## Begin

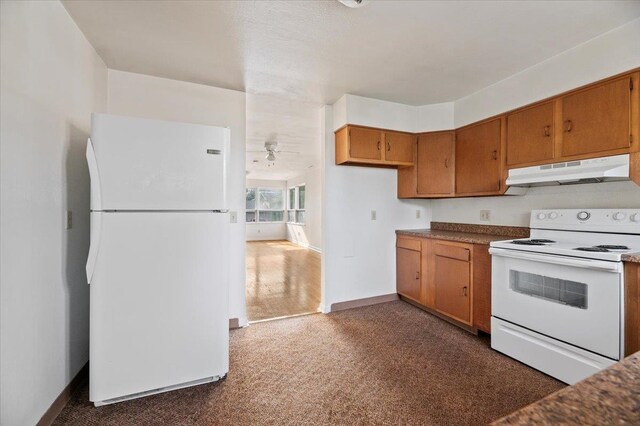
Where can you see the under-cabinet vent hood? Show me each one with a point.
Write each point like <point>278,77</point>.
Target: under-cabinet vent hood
<point>572,172</point>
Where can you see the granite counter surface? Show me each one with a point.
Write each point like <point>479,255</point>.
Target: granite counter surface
<point>467,233</point>
<point>611,396</point>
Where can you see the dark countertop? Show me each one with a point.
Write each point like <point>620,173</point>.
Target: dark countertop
<point>611,396</point>
<point>631,257</point>
<point>464,237</point>
<point>467,233</point>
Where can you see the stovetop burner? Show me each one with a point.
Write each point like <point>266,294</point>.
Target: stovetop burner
<point>613,247</point>
<point>596,249</point>
<point>533,242</point>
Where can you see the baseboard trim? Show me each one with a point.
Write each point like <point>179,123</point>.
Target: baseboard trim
<point>357,303</point>
<point>59,403</point>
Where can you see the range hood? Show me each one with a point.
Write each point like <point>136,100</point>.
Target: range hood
<point>572,172</point>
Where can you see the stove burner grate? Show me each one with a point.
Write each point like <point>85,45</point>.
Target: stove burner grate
<point>595,249</point>
<point>613,247</point>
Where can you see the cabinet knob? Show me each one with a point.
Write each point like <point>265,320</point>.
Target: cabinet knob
<point>568,125</point>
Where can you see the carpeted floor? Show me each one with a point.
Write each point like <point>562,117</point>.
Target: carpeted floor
<point>384,364</point>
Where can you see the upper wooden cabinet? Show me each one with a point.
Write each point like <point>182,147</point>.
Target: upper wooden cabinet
<point>478,158</point>
<point>435,164</point>
<point>596,120</point>
<point>530,134</point>
<point>374,147</point>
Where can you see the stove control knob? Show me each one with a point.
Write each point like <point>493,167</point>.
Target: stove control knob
<point>583,215</point>
<point>619,216</point>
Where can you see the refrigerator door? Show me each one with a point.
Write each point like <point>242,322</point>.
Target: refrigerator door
<point>159,302</point>
<point>141,164</point>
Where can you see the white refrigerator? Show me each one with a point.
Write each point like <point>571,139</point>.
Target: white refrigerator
<point>158,262</point>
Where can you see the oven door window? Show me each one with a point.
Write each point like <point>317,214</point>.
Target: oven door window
<point>554,290</point>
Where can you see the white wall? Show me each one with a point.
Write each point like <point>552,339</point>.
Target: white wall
<point>52,79</point>
<point>609,54</point>
<point>152,97</point>
<point>310,233</point>
<point>257,231</point>
<point>358,253</point>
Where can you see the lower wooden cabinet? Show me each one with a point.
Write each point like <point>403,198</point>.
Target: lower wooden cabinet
<point>408,270</point>
<point>449,278</point>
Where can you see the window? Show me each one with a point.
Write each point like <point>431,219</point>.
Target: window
<point>296,204</point>
<point>265,205</point>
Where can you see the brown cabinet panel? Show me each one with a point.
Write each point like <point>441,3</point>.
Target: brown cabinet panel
<point>365,143</point>
<point>453,288</point>
<point>530,134</point>
<point>478,168</point>
<point>435,164</point>
<point>399,147</point>
<point>408,273</point>
<point>481,287</point>
<point>597,119</point>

## End

» **Stated goal**
Recast all of the material above as a two-column CSV with the headers entry and answer, one row per entry, with each entry's text and its answer in a single quoted field and line breaks replaced by spaces. Leave the pictures out.

» **Output for this task**
entry,answer
"Where can you see the under-cabinet vent hood? Show me each one with a point. Write each point like <point>278,77</point>. Target: under-cabinet vent hood","<point>572,172</point>"
"Where can you see the granite counter surface? Show me each one with a point. Write each point like <point>479,255</point>. Target: granite counter surface","<point>467,233</point> <point>611,396</point>"
"Where can you see the dark countertop? Show me each one with a point. Write each point like <point>620,173</point>. Target: dark countertop","<point>611,396</point> <point>631,257</point> <point>464,237</point> <point>467,233</point>"
"Where can you see the stovetop burner? Show me each one with a point. Write each point like <point>266,294</point>. Target: stovetop burner","<point>613,247</point> <point>596,249</point> <point>533,242</point>"
"Where can you see the baseboard trim? Show me each one with a point. Write each point like <point>179,123</point>. Target: baseboard trim","<point>357,303</point> <point>59,403</point>"
"Where can you see the range hood? Show me each one with a point. Write each point like <point>136,100</point>. Target: range hood","<point>572,172</point>"
"Where can you see the stove burner grate? Show me each one with a point. Write each point like <point>85,45</point>. Target: stove burner grate","<point>595,249</point> <point>613,247</point>"
"Where can you see the cabinet knob? Show me each one with a point. Write each point like <point>265,320</point>. Target: cabinet knob","<point>568,125</point>"
"Where can you see the carpeted floor? Show me each one with a point. Write each point like <point>562,117</point>. Target: carpeted floor","<point>384,364</point>"
"Where can you see the upper wooden cabinet? Show me each one with a point. Write each point like <point>182,147</point>. Target: upper wooden cabinet","<point>478,158</point> <point>435,164</point> <point>596,120</point> <point>530,134</point> <point>374,147</point>"
"Where can you see the stove control knob? Show me each one with a point. Write each point like <point>493,167</point>. Target: stove control knob","<point>583,215</point> <point>619,216</point>"
"Where can you see the refrigerator door? Show me each one with a point. Write each point like <point>242,322</point>. Target: refrigerator door","<point>159,302</point> <point>141,164</point>"
"Where can you see the white refrigerator? Show me each one with a point. Write each point like <point>571,139</point>. Target: white refrigerator","<point>158,262</point>"
"Where can you see the oven door window? Show me each one with a point. Write each point like <point>317,214</point>. Target: oven door window","<point>554,290</point>"
"Where can you see the white wall? Show me each one with a point. Write each point like <point>552,339</point>. Target: white wall","<point>52,79</point> <point>609,54</point> <point>152,97</point> <point>310,233</point> <point>257,231</point> <point>358,253</point>"
"Where can you see the lower wooden cabinet? Show me each one with a point. Write each point like <point>403,198</point>. Target: lower wooden cabinet","<point>408,270</point> <point>449,278</point>"
"Where can you see the window? Show me each one with a point. Write each point like <point>431,219</point>. Target: window","<point>296,204</point> <point>265,205</point>"
"Where can you see the brown cabinet panel? Show me each one with a point. Write each point like <point>441,3</point>. Target: brown cabinet panel","<point>365,143</point> <point>453,288</point> <point>530,134</point> <point>478,168</point> <point>435,164</point> <point>399,147</point> <point>408,273</point> <point>481,287</point> <point>597,119</point>"